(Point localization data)
============

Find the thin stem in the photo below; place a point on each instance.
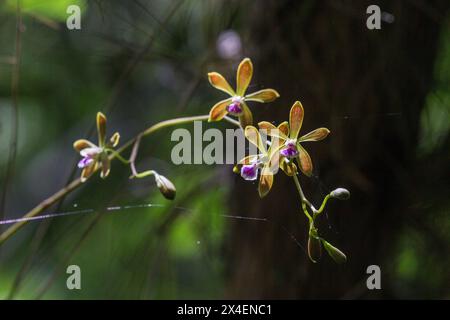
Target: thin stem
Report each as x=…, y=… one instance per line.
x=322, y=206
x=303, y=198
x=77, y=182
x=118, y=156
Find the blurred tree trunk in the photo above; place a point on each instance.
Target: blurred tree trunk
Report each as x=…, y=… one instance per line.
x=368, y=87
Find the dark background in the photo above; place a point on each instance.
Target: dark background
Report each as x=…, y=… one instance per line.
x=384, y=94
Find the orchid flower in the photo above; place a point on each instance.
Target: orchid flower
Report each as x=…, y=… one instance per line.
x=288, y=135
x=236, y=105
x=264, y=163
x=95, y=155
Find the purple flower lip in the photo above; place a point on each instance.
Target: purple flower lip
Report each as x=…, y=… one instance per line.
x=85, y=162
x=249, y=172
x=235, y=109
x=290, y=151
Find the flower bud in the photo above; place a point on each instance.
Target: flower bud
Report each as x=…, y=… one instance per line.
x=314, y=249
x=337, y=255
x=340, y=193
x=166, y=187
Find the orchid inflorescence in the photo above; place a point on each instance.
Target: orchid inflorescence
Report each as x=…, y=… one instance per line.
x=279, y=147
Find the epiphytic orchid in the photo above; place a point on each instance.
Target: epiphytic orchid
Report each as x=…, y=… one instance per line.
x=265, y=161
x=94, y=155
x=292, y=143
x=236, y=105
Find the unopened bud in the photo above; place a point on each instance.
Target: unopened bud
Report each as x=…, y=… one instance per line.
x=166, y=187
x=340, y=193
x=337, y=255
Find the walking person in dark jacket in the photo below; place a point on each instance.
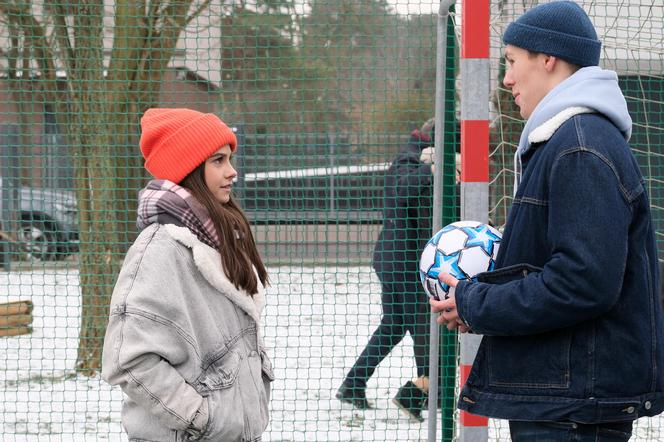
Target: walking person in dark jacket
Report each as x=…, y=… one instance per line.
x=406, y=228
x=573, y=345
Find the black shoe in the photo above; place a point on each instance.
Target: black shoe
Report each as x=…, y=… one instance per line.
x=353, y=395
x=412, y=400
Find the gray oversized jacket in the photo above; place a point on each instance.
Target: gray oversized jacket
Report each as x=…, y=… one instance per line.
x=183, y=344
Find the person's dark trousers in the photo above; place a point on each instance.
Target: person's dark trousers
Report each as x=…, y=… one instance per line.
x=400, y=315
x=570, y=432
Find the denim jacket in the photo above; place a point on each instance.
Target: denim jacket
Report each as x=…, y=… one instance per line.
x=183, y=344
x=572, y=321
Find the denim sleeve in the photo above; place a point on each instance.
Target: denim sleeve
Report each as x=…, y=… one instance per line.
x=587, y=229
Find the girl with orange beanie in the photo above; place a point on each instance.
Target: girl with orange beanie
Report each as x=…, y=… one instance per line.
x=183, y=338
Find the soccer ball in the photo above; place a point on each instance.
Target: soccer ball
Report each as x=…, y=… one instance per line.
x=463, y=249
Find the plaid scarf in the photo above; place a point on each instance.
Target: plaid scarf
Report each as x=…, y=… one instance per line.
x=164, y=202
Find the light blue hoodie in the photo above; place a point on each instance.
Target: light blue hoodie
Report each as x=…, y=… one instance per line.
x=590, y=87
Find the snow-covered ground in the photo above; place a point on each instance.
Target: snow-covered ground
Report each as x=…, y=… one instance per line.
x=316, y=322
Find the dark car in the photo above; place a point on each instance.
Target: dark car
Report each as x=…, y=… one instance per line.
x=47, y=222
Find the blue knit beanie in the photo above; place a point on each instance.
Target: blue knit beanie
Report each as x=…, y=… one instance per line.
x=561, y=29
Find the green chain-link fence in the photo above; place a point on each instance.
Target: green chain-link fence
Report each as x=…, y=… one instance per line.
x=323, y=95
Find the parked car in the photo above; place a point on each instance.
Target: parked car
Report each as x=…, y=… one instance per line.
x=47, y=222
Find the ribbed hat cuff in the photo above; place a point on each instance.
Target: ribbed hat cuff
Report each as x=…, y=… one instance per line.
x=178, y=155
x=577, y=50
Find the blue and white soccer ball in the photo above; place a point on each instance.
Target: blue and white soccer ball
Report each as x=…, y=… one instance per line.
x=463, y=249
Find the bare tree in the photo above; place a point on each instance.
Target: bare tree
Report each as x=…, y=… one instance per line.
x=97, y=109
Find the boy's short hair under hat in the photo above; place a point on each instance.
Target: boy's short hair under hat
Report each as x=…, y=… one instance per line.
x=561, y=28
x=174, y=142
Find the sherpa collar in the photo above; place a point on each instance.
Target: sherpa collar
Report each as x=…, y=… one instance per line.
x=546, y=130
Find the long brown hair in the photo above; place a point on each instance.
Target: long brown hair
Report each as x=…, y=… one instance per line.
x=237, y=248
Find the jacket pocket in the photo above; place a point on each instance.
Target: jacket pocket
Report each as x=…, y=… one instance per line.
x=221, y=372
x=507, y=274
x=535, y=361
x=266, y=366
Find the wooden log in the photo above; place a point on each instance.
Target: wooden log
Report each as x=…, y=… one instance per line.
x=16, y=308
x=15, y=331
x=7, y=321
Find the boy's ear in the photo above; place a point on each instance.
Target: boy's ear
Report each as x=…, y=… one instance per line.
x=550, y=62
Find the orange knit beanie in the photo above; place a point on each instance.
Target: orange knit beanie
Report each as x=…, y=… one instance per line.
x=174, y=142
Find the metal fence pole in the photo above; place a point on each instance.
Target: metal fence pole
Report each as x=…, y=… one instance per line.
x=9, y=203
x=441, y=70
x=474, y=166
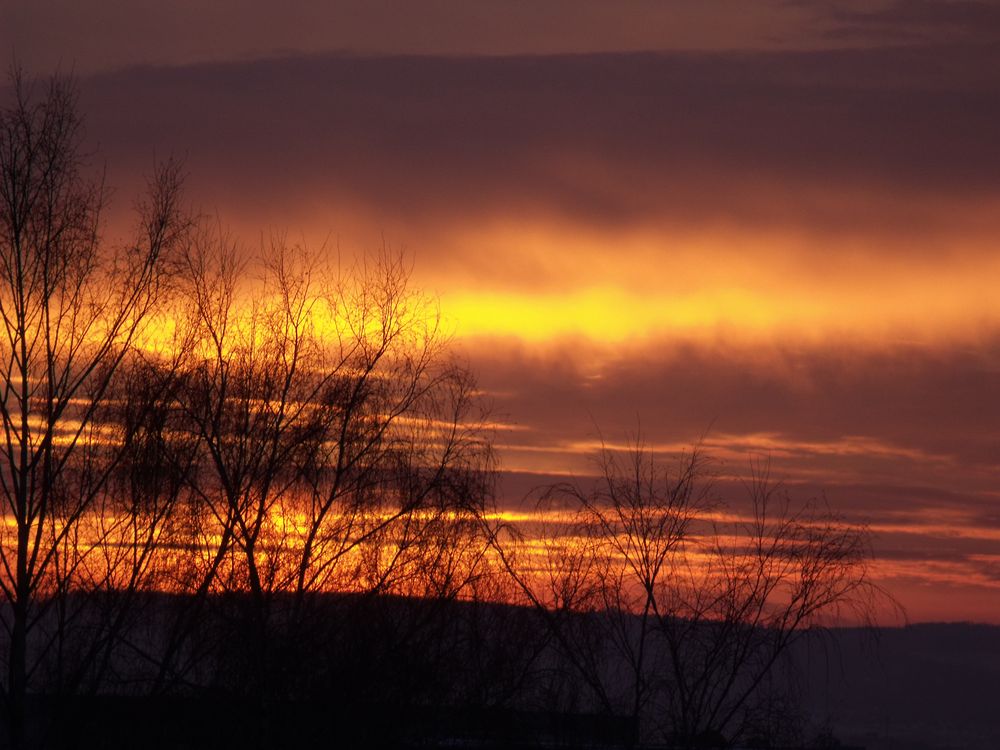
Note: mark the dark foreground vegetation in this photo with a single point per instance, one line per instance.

============

_TASK STATEMENT:_
Leaving every picture behind, retype the entries above exactly, from the first line through the line with "Find the dark background", and stop there.

_WRITTEN ANSWER:_
Find the thin stem in the photo below; place a point on each instance.
Target: thin stem
Report each as x=…, y=… one instance per line.
x=322, y=206
x=303, y=198
x=77, y=182
x=118, y=156
Find the blurred tree trunk in the photo above; place a point on each instance.
Target: blurred tree trunk
Report each as x=…, y=… one instance per line.
x=368, y=87
Find the dark background in the photo above; place a point on each instance.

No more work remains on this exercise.